_Sayfa_

Güney Afrika’nın Cape Town şehrinde yaşayan gazeteci Shafiq Morton, 1978 yılında Cape Town Üniversitesi’nde İngilizce ve Psikoloji alanında lisans eğitimini aldıktan sonra yine aynı üniversitede eğitim alanında yüksek lisans yapmış. Öğrencilik yıllarında medya ve gazetecilikle uğraşmış olan Morton, aynı yıllarda Cape Flats, Lavender Hill’de öğretmenlik de yapmaya başlamış. Öğretmenlik yaptıktan sonra tam zamanlı olarak medyaya geçen Morton, bir derginin editörlüğünü yapmış ve telgraf servisleri ile yerel yayınlar için foto muhabiri olarak da görev almış. Güney Afrika yakın tarihine şahitlik eden Morton; 1970’lerden itibaren de ülkesindeki ayrımcı, ırkçı rejim karşısında kendini mücadelenin içerisinde bulmuş. Bir gazeteci olarak Morton, ülkesindeki Avrupa kökenli beyazlar tarafından, baasskap adı da verilen ve beyaz ırkın diğer ırklardan üstün olduğunu savunan bir ideoloji olan apartheid karşıtı kampanya sürecini gözler önüne sermiş. Organize suç örgütü kurmak ve anarşi yaratmak suçundan yedi arkadaşıyla birlikte müebbet hapse mahkum edilen Güney Afrika Cumhuriyeti’nin ilk siyahî devlet başkanı olan Nelson Mandela’nın
serbest bırakılmasıyla ilgili haberler yapmış.
İslam sonsuz bir merhamet okyanusu
1980’lerde İslam’ı benimseyen Morton, “İslam o kadar derin bir okyanus ki, içinde yüzmeye başladığınız anda yüzmeye devam ediyorsunuz, yüzüyorsunuz, yüzüyorsunuz ve asla kıyının diğer ucuna ulaşamayacaksınız. Çünkü o kadar büyük bir okyanus ki. Şeyh Nazım Hakani’nin söylediği gibi, sonsuz bir Merhamet Okyanusu” diyor.

_İstenenler_
(1) Sayfaya göre Morton, Cape Town Üniversitesi'ndeki lisans eğitimini hangi alanlarda almıştır?
(2) Lütfen aşağıdaki ifadelerin sayfayla uyuşup uyuşmadığını evet ya da hayır diye belirtin ve sayfadan belirleyici sözleri aynen aktarın: (a) Morton, Lavender Hill'de öğretmenlik yapmıştır. (b) Morton, İslam'ı 1990'larda benimsemiştir. (c) Morton, bir derginin editörlüğünü üstlenmiştir.
Kayıtların bu sayfayla hiçbir bağı yoktur.

_Satırlar_
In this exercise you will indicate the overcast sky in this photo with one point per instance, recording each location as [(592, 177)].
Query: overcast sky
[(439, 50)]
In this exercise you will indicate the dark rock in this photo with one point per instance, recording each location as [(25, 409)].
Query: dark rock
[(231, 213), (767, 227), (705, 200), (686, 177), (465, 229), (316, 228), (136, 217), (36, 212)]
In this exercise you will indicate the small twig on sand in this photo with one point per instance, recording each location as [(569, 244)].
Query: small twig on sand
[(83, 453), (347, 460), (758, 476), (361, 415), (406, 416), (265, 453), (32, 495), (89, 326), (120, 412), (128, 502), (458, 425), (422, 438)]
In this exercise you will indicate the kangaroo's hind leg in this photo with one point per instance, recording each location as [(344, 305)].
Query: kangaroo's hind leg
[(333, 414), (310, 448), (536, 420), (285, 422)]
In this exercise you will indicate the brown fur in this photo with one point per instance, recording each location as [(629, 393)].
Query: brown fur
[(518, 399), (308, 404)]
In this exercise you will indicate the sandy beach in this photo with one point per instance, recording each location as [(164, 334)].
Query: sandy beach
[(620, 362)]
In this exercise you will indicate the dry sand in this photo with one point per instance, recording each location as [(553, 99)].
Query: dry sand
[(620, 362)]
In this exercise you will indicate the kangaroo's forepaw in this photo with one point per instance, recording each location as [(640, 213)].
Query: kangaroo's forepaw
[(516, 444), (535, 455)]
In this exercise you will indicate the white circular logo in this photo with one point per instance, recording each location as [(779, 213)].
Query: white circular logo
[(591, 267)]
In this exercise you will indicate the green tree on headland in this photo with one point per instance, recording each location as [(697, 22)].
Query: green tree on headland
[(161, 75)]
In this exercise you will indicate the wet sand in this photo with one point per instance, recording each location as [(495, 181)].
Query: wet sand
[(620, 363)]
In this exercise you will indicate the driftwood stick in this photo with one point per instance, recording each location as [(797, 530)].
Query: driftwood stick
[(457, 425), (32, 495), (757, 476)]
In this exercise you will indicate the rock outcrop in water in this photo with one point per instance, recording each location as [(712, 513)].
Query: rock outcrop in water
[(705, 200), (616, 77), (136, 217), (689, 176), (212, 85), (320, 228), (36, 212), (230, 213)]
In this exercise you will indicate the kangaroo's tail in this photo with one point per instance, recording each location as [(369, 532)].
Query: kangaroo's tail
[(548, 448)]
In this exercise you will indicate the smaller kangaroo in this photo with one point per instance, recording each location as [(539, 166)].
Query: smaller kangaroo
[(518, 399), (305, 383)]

_Çözümler_
(1) İngilizce ve Psikoloji alanında.

(2)
(a) Evet: "Cape Flats, Lavender Hill’de öğretmenlik de yapmaya başlamış"
(b) Hayır: "1980’lerde İslam’ı benimseyen Morton"
(c) Evet: "bir derginin editörlüğünü yapmış"